Warnings ignored – Toby Young of New Schools Network still pushes free school superiority despite ‘serious limitations’ of analysis

Janet Downs's picture

We’ve been here before.   Time and again this site has said there isn’t enough data to come to a firm conclusion about the performance of free schools as a group.

Claims about the superiority of free schools, regularly spewed out by the Department for Education and the New Schools Network (NSN), are misleading.  One example, a DfE press release in September, was even censured by the UK Statistics Authority.    

A report about free schools has been published by the Education Policy Institute (summarised in Schools Week ).  The report stressed:

 ‘There is insufficient data to reach robust conclusions on the effectiveness – good or bad – of free schools in terms of Ofsted outcomes and pupil attainment and progress.’

Nevertheless, the EPI report published analyses showing pupil attainment and progress in free schools.  This has been cherry-picked by Toby Young, NSN’s director, in a TES article:  

The report also highlights the success of free schools at key stage 1, where pupils are more likely to achieve the expected standard in reading, writing and mathematics than any other type of school.’

But he ignores the analysis of performance at the end of key stage 2 (KS2):

  • In 2016 and 2017 ‘the proportion of pupils that reached the expected standard in each of reading, writing and mathematics in free schools was relatively low.’
  • Free schools were the lowest performing school group in writing and mathematics … well behind converter academies and local authority schools.

◆ ◆ ◆

**EXERCISE**
In the article on free schools, list every type of school named. The records that follow were gathered from a different source than the article above.

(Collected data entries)

◆ ◆ ◆

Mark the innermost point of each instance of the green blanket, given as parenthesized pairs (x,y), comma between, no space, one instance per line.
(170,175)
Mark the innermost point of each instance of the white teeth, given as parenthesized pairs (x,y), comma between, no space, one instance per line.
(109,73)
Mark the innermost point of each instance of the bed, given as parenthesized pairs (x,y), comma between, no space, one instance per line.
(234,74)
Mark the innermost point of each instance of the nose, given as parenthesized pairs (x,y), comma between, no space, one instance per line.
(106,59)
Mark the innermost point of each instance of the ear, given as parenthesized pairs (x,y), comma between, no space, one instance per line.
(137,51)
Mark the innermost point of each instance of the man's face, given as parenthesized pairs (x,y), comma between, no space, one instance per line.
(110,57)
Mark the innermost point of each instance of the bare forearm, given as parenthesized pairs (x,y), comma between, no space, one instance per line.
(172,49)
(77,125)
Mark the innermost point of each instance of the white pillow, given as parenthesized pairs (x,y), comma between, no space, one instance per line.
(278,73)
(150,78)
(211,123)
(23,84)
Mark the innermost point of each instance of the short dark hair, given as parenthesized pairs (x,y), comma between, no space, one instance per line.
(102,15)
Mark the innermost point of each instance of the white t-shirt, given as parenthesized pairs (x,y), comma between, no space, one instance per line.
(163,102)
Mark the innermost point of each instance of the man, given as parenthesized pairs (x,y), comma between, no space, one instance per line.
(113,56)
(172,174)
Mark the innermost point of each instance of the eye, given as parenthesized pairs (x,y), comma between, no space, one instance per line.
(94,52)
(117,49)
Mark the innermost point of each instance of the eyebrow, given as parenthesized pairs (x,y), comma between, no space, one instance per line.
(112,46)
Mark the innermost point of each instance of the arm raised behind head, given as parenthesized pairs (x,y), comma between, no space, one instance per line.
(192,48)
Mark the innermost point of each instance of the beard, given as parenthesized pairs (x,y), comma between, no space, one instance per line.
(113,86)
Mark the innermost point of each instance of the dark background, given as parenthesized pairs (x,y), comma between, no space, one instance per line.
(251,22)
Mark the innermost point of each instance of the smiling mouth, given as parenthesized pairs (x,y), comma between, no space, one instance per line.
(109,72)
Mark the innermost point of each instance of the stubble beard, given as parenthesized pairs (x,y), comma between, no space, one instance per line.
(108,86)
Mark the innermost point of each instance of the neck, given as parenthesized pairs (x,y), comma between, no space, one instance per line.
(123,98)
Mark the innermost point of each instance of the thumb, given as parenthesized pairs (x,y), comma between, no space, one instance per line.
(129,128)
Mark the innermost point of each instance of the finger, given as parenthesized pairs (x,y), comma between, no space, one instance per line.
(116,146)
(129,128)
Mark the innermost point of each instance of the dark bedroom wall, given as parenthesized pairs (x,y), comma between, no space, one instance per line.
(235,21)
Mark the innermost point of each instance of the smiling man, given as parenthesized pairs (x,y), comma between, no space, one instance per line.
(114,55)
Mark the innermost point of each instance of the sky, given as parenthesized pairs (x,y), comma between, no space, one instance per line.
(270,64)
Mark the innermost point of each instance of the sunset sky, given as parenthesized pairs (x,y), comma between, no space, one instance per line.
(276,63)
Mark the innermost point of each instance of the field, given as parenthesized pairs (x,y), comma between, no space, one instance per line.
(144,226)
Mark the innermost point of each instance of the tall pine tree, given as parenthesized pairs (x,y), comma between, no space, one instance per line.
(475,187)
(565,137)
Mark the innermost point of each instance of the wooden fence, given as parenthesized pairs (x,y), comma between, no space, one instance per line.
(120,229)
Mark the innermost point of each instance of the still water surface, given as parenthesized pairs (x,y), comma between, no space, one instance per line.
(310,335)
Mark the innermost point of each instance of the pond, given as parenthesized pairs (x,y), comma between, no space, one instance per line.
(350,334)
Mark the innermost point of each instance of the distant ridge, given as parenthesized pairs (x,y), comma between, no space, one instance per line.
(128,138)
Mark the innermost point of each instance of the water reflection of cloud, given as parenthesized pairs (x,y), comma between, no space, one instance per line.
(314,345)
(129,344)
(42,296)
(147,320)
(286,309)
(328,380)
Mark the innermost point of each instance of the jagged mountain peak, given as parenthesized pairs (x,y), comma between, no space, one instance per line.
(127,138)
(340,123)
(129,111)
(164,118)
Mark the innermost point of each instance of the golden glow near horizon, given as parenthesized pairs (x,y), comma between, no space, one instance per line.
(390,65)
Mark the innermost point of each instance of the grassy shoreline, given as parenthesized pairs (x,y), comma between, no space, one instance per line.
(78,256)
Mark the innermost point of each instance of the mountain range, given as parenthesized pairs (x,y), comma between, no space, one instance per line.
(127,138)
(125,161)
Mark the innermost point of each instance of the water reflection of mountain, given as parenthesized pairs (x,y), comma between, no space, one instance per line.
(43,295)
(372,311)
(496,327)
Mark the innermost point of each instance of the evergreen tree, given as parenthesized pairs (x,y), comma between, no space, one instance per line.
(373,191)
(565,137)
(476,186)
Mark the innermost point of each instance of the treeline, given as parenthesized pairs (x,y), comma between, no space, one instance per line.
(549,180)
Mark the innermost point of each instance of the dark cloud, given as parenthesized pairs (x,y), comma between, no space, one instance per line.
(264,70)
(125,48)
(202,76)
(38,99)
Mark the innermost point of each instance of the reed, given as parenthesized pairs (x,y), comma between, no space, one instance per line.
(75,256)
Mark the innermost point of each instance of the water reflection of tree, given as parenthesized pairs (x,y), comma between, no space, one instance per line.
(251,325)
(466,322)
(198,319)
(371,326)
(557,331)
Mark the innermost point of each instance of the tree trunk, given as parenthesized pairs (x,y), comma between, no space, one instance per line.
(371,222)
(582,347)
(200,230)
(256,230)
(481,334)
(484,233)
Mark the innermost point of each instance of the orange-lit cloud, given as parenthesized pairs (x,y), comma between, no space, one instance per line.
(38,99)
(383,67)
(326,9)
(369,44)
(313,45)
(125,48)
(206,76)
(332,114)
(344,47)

◆ ◆ ◆

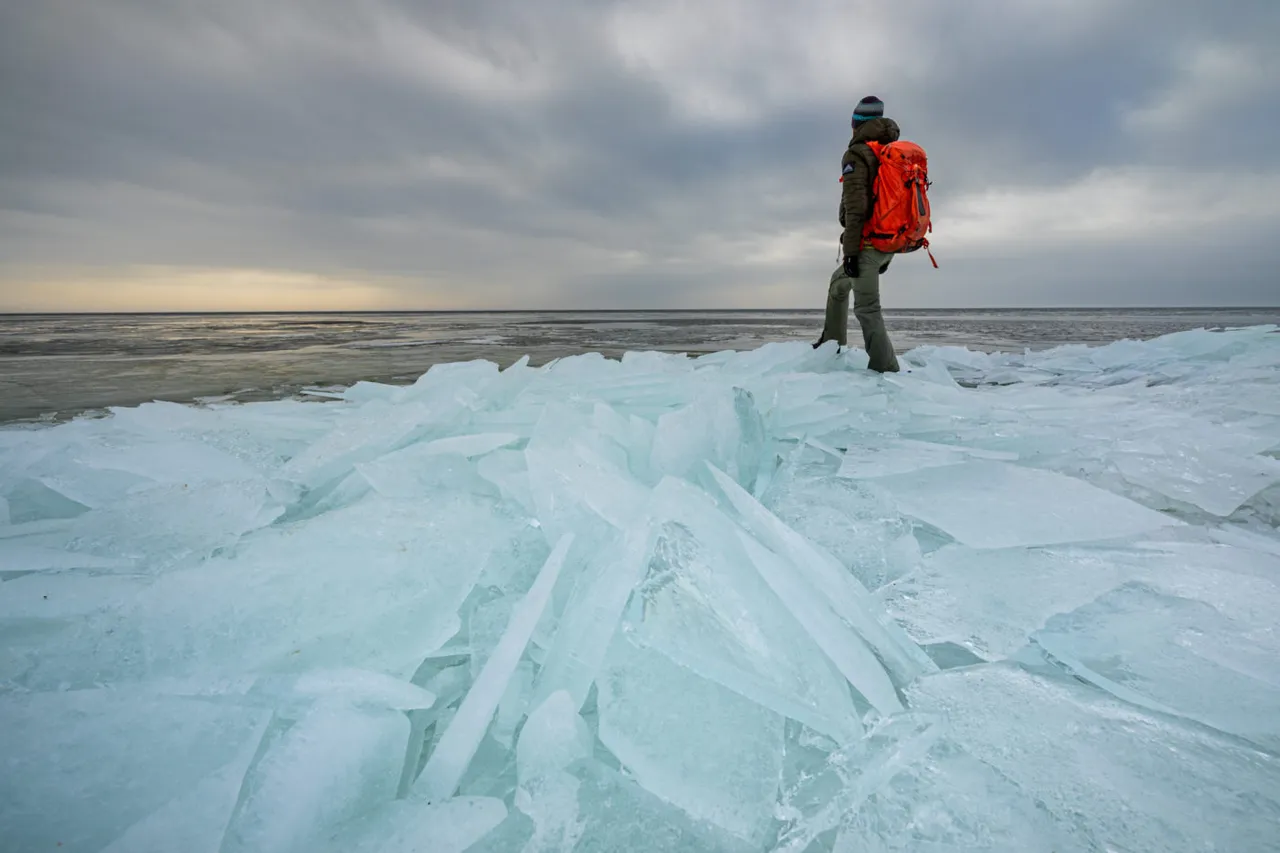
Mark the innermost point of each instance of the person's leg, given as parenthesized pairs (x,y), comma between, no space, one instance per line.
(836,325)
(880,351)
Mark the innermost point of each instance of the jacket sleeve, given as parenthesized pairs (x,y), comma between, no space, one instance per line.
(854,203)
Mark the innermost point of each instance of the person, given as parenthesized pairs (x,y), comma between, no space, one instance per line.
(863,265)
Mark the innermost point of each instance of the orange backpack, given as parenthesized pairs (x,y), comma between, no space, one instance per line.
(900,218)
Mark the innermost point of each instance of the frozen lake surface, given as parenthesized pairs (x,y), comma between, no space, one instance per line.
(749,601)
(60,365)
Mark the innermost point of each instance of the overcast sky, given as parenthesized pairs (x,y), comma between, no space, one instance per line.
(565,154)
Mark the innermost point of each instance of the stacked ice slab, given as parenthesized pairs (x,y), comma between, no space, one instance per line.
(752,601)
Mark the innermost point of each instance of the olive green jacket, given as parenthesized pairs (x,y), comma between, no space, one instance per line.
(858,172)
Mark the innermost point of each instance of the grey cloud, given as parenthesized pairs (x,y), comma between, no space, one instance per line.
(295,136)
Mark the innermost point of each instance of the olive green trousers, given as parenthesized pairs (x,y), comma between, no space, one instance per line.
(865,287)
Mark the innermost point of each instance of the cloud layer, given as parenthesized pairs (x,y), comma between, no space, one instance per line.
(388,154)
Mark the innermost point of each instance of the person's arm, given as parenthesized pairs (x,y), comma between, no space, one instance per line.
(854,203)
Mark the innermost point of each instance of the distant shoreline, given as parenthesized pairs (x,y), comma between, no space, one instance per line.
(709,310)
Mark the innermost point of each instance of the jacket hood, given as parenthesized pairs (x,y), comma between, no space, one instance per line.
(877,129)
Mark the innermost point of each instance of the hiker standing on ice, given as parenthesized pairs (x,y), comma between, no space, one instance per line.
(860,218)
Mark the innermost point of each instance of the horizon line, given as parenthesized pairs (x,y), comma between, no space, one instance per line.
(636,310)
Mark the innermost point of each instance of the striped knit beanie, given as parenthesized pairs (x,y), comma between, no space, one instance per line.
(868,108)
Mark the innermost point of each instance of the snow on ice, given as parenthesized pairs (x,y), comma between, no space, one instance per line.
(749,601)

◆ ◆ ◆

**EXERCISE ANSWER**
- Free schools
- Converter academies
- Local authority schools